[Consigne donnée A]: Rassemblez toutes les lignes de la liste qui contiennent la chaîne « stem » et recopiez-les. La casse doit être respectée.

─── Extrait du texte ───

Phénomène drag king en Afrique
- Type de publication : Article de collectif
- Collectif : Africana. Figures de femmes et formes de pouvoir
- Auteur : Raoui (Hanane)
- Pages : 319 à 331
- Collection : Rencontres, n° 539
- Série : Francophonies, n° 2
Phénomène drag king en Afrique
Le discours féministe différentialiste soutient que rien ne justifie la domination masculine sur les femmes, et encore moins le prétexte naturaliste qui conçoit les hommes comme naturellement plus forts1. Pourtant l’histoire de l’Afrique subsaharienne témoigne de femmes humiliées à cause des conflits politiques2 (l’apartheid en Afrique du Sud, le génocide du Rwanda, etc.) ou de certaines traditions (excision, mariage forcé, etc.). Dans une approche phénoménologique qui tient compte de l’expérience perceptive du corps dans son rapport au monde environnant, il sera question de jeter la lumière sur des femmes qui ont eu l’intuition de se rendre visibles en jouant le rôle de l’homme dominant dans son indéfectible solipsisme. Moyen subversif par excellence, le travestissement ou le drag consiste à mettre à mal l’approche essentialiste et à interpréter empiriquement la ridicule position sociale des sexes dans le schéma hiérarchique, à travers la caricature de l’archétype mâle (drag king) ou femelle (drag queen). La théorie queer, qui représente depuis le début du xxie siècle une branche importante des études de genre, porte loin la réflexion sur les sexualités marginales et mutantes mais également sur ces hommes et femmes hétérosexuels qui se travestissent pour se moquer des identités figées et pour pointer du doigt là où, culturellement, le bât blesse3. Nous nous focalisons, dans ce travail, sur ces femmes créatrices d’une identité sociale non-conventionnelle, qui font de la ressemblance une résistance et qui performent le genre de manière à le troubler et à lever le voile sur ses apories. En partant du constat que la masculinité est moins une question d’organes qu’un symbole rendu sacré dans les sociétés paternalistes d’Afrique, le but est 320de voir comment des femmes se sont ingéniées à montrer que le genre relevait davantage de catégories mentales que de catégories sexuelles et de prouver que la représentation que l’on se fait publiquement du masculin et du féminin relève du fantasmagorique.
Dans un premier temps, nous nous intéresserons, sur la base de documents ethnographiques, à ces femmes africaines qui ont été sollicitées par le passé, au nom des rites, à se déguiser en hommes et à vivre cette transformation comme une épreuve physio-psychique qu’elles ont pour fonction de perpétuer mais dont elles ne sortent pas indemnes. Il s’agit par la suite d’étudier comment les femmes « sapeuses » de la République démocratique du Congo expérimentent avec dérision l’intersubjectivité en prouvant subtilement à travers un réseau de signes révélateurs, leur capacité à s’identifier au sexe fort. Nous conclurons par une immersion dans l’univers musical et aborderons le cas de ces chanteuses sud-africaines qui font de leur art une performance pour lutter contre les stéréotypes de genre et qui concurrencent l’homme sur scène à travers une manifestation effective de la masculinité et en s’érigeant en véritables drag kings.

─── Données fournies ───

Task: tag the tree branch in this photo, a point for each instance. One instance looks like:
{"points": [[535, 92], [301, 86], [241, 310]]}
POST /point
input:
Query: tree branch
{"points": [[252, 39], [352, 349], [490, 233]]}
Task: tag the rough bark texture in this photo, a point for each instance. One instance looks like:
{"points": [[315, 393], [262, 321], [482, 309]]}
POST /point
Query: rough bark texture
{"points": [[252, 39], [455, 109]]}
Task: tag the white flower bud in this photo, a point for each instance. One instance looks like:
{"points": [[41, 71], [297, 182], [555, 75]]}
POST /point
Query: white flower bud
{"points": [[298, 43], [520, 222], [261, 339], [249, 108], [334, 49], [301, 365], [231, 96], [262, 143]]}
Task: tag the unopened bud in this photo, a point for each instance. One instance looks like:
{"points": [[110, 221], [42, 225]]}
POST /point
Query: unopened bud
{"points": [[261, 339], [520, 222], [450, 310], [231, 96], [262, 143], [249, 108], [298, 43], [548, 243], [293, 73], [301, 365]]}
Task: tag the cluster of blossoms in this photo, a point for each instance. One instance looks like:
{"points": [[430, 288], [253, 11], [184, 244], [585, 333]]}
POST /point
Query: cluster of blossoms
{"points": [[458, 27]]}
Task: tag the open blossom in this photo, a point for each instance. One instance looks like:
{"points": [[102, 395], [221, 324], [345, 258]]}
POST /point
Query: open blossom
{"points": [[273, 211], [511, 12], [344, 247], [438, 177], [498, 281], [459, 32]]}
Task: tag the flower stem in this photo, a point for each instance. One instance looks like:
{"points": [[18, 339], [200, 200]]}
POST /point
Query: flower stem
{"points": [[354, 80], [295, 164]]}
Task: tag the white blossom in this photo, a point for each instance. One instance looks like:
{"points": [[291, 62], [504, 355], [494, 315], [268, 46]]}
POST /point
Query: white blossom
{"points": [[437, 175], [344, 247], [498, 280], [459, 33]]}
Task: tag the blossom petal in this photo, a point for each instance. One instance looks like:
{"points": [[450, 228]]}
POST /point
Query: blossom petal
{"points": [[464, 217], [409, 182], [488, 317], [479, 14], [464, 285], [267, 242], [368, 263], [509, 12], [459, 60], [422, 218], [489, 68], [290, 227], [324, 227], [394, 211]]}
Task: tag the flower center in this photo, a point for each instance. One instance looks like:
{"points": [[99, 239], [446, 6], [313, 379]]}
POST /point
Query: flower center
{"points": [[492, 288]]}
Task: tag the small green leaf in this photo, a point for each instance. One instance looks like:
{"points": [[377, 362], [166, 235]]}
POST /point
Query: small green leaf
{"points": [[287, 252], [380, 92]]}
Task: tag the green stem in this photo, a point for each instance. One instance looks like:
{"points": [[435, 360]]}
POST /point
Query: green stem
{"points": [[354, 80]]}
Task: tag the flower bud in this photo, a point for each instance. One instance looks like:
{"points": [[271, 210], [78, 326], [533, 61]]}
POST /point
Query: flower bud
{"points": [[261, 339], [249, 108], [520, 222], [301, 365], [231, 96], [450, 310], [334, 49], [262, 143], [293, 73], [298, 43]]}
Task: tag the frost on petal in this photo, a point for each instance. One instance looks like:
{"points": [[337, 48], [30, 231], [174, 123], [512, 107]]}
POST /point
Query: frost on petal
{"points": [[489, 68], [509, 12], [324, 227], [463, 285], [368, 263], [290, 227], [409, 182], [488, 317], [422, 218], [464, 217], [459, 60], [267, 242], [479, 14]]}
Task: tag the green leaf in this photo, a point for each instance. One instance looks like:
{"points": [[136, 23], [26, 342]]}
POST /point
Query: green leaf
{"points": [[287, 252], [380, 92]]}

───

[Consigne donnée B]: Prolongez le texte sur le phénomène drag king en Afrique en reprenant après sa dernière phrase.

[Réponse attendue A]:
Task: tag the flower stem in this photo, a point for each instance. One instance looks like:
Query: flower stem
Task: tag the green stem in this photo, a point for each instance. One instance looks like:
Query: green stem

[Réponse attendue B]:
Les travesties de l’histoire
Ces premières drag kings
Dans le monde artistique et littéraire, il y a des femmes qui s’expriment par le verbe et d’autres qui parlent avec le corps, « son vocabulaire et son langage » (Talih, 2018, p. 22). Les atteintes à l’intégrité des femmes dans les sociétés marquées par des rapports inégalitaires de genre provoquent l’émergence de corps en révolte qui disent l’indicible et racontent, par la médiation des signes, des récits de vie. Une réflexion sur la corporéité qui suscite, chez certaines, le désir de travestissement qui semble permettre cet épanchement dans une connivence singulière entre l’esprit et le corps dans sa matérialité. Luca Greco consacre son dernier livre à ces femmes européennes ou américaines qui dénoncent, dans des ateliers ou sur scène, le conditionnement culturel des sexes à travers le déguisement et la parodie du modèle masculin. Des actrices 321qui rompent, le temps d’un jeu de rôle, avec leur identité normative et mettent en spectacle les habitudes routinières des hommes en tant qu’elles sont des actions répétitives, instinctives et intériorisées.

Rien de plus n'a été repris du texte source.